Problem to solve –
Exactly transcribe the span of lines from the one containing "Please pin the bench leg" through the final line of the entries, inclusive, and nothing outside it. Exclude the pictures.

Natural-language object grounding data:
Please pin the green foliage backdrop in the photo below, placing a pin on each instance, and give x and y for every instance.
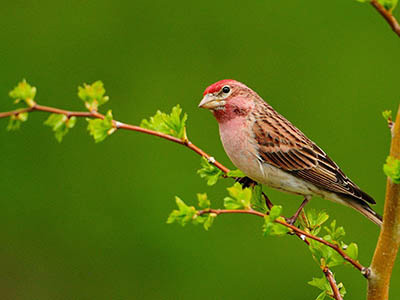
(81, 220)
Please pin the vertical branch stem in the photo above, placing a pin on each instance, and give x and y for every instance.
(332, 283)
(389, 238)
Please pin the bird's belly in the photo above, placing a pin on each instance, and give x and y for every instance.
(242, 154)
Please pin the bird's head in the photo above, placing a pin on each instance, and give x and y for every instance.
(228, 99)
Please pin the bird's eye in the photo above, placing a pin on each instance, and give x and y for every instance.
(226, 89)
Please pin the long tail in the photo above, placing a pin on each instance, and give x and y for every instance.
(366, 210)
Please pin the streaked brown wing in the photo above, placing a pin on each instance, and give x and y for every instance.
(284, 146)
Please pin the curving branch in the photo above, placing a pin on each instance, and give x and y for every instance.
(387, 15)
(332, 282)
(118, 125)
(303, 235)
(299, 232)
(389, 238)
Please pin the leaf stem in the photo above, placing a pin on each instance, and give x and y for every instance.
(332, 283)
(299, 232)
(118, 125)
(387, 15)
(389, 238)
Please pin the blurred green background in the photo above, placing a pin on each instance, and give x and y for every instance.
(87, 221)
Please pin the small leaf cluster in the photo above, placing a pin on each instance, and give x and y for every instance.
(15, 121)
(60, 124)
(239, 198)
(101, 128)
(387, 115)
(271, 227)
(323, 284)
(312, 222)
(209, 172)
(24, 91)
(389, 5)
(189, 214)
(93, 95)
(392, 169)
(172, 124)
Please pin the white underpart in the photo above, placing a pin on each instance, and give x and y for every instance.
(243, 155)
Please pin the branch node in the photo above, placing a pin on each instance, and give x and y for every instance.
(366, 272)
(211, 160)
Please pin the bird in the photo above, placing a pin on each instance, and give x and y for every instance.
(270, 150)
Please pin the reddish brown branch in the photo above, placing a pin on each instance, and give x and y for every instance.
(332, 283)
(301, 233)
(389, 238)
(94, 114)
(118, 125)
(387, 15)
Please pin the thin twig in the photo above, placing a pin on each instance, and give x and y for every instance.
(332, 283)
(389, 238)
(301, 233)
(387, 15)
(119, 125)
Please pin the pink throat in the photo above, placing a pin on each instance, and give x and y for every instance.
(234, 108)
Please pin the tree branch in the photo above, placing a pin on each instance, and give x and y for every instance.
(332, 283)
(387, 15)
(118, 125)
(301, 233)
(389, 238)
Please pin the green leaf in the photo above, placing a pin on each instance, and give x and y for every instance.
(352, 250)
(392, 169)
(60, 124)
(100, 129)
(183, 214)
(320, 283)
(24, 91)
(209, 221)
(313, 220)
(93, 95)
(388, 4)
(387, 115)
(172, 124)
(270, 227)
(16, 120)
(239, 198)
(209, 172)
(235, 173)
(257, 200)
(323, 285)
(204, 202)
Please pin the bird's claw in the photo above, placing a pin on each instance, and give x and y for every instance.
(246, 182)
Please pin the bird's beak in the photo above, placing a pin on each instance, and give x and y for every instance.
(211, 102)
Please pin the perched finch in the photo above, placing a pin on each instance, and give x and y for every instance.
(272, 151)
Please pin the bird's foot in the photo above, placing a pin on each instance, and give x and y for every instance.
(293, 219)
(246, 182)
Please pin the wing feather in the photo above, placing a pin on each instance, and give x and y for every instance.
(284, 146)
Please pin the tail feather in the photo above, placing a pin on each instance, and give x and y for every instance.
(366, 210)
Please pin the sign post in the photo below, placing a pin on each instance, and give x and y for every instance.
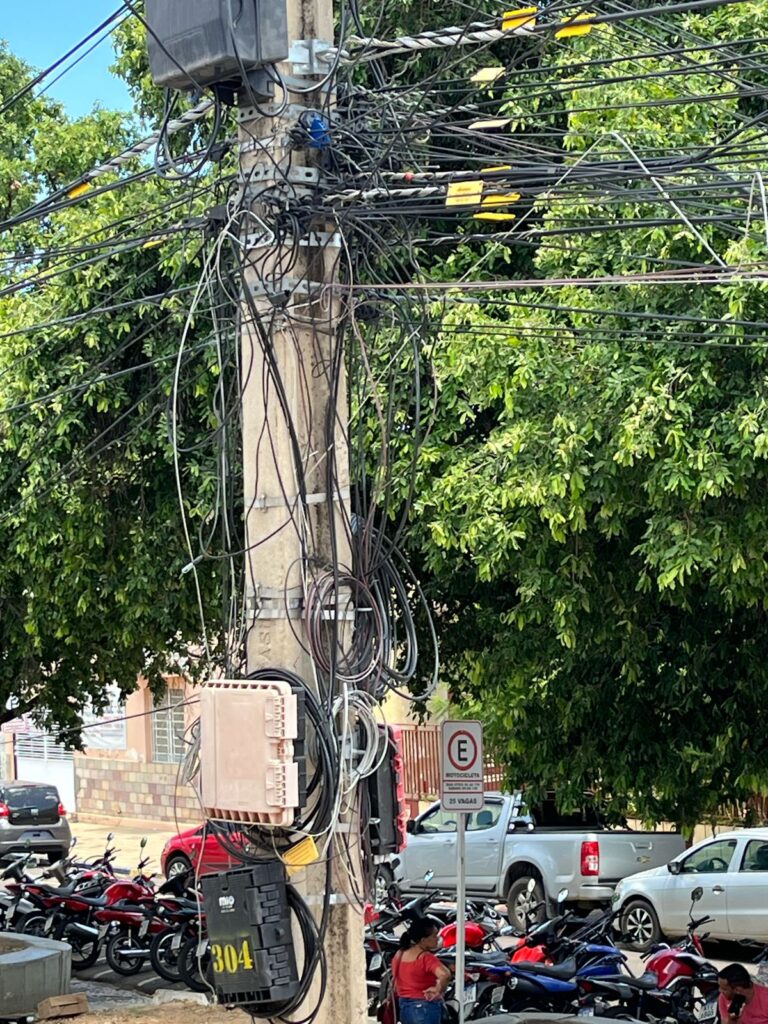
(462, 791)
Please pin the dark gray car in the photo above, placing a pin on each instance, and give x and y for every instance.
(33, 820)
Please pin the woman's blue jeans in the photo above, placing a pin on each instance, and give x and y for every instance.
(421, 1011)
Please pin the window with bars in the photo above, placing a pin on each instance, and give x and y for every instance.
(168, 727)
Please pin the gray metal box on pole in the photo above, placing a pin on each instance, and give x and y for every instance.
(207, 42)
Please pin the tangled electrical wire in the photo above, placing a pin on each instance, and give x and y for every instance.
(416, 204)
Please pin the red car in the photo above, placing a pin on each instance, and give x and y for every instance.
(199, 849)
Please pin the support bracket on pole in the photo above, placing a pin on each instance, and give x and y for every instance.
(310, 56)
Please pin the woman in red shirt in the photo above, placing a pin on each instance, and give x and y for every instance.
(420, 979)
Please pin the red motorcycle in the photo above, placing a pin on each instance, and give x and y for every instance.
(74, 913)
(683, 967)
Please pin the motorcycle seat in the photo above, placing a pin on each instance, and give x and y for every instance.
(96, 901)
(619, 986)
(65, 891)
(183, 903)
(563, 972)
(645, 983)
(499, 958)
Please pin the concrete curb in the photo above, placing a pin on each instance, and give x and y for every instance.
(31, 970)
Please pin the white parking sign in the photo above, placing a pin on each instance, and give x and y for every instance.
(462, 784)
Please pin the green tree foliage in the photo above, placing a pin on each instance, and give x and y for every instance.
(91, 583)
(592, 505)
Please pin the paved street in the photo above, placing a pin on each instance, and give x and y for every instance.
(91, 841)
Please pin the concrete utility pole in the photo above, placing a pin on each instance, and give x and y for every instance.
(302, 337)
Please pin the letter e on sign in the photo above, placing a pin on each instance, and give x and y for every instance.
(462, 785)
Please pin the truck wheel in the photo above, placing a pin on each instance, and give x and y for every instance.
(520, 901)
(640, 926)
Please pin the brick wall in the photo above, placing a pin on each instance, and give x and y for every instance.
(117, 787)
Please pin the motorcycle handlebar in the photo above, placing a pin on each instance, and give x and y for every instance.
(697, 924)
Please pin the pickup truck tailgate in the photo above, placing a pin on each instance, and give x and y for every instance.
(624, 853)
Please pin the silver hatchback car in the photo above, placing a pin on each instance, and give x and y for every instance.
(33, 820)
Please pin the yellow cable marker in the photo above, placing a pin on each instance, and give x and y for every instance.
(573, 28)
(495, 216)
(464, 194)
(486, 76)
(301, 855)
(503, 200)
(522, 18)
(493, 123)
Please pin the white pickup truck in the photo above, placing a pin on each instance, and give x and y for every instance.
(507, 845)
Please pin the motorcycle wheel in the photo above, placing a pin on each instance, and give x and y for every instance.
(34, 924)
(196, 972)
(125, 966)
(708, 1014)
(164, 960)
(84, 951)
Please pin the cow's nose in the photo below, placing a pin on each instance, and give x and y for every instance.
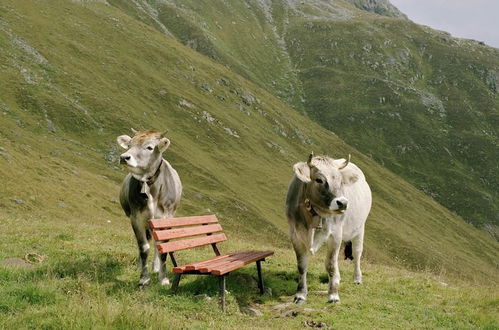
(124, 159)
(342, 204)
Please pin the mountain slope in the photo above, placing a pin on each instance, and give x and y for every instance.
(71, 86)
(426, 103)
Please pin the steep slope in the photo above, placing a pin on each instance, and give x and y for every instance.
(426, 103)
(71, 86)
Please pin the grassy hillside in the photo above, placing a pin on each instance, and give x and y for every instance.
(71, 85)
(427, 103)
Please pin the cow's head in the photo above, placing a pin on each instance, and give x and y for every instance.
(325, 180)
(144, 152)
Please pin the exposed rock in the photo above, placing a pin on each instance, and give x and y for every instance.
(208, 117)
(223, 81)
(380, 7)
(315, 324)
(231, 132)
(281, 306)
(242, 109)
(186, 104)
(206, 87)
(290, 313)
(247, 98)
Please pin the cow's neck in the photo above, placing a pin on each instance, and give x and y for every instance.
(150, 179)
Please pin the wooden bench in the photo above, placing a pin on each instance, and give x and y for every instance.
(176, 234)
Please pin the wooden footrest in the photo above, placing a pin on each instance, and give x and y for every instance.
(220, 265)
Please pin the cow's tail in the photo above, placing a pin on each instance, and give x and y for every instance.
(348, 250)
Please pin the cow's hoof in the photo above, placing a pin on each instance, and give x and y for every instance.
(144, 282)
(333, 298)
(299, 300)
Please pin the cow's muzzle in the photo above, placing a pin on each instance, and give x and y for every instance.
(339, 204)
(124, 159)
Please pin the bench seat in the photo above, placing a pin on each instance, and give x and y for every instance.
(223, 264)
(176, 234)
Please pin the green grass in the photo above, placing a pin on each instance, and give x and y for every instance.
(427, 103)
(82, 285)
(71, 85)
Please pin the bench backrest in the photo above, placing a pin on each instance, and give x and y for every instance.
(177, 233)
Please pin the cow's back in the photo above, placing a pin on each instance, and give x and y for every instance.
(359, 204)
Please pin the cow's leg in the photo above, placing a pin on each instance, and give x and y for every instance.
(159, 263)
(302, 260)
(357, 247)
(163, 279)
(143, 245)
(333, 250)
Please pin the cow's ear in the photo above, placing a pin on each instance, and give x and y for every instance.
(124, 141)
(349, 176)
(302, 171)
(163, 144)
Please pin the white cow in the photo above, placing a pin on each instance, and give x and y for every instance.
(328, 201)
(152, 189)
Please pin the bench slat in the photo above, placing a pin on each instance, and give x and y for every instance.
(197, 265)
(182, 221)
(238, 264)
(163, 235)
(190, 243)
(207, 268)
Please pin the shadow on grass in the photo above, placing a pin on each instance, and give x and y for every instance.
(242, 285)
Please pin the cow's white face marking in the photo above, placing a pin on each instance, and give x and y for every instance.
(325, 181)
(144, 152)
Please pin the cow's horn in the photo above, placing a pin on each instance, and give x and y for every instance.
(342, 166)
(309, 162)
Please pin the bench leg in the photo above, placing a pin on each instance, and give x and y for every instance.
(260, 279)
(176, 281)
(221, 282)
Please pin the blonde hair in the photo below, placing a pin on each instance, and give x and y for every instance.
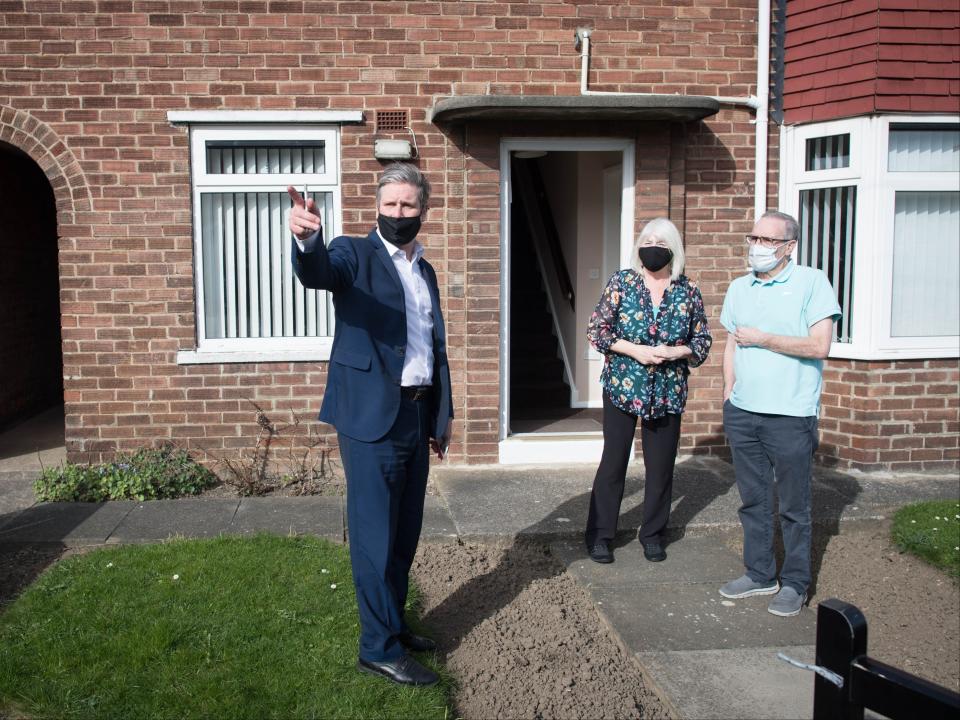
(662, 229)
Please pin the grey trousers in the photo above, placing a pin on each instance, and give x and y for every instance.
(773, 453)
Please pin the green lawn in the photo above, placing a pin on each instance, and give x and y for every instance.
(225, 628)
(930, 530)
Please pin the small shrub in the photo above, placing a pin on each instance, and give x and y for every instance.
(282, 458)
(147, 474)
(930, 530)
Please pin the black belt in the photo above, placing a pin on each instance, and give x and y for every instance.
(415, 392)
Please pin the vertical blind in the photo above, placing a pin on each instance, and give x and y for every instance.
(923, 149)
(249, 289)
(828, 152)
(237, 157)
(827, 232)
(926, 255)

Solved problem –
Please pin the bench leg in the photo above, placing a pin on each instance, and give x and y for every instance.
(260, 279)
(176, 281)
(221, 282)
Please pin the blonde hair in the photo below, placing a pin on each instance, and give x and y for every instance.
(662, 229)
Please pin the grey trousers in the photo above, placing a pin on each instance, and give x and y for every instance.
(773, 453)
Please pin the green lawn in the photo above, placing a pin on each instance, and give x and y for every instance.
(225, 628)
(930, 530)
Please pin the small shrub in the photo above, placing a pin on each instance, and give x and y for every instance.
(282, 458)
(147, 474)
(930, 530)
Please pin the black belt in the photo above, placing a pin on each instance, and give x and y for every instance.
(415, 392)
Please pin the vertical blind in the photo above, placing a pin on each instance, and give x and y for every instance.
(923, 149)
(249, 289)
(828, 152)
(237, 157)
(827, 232)
(926, 255)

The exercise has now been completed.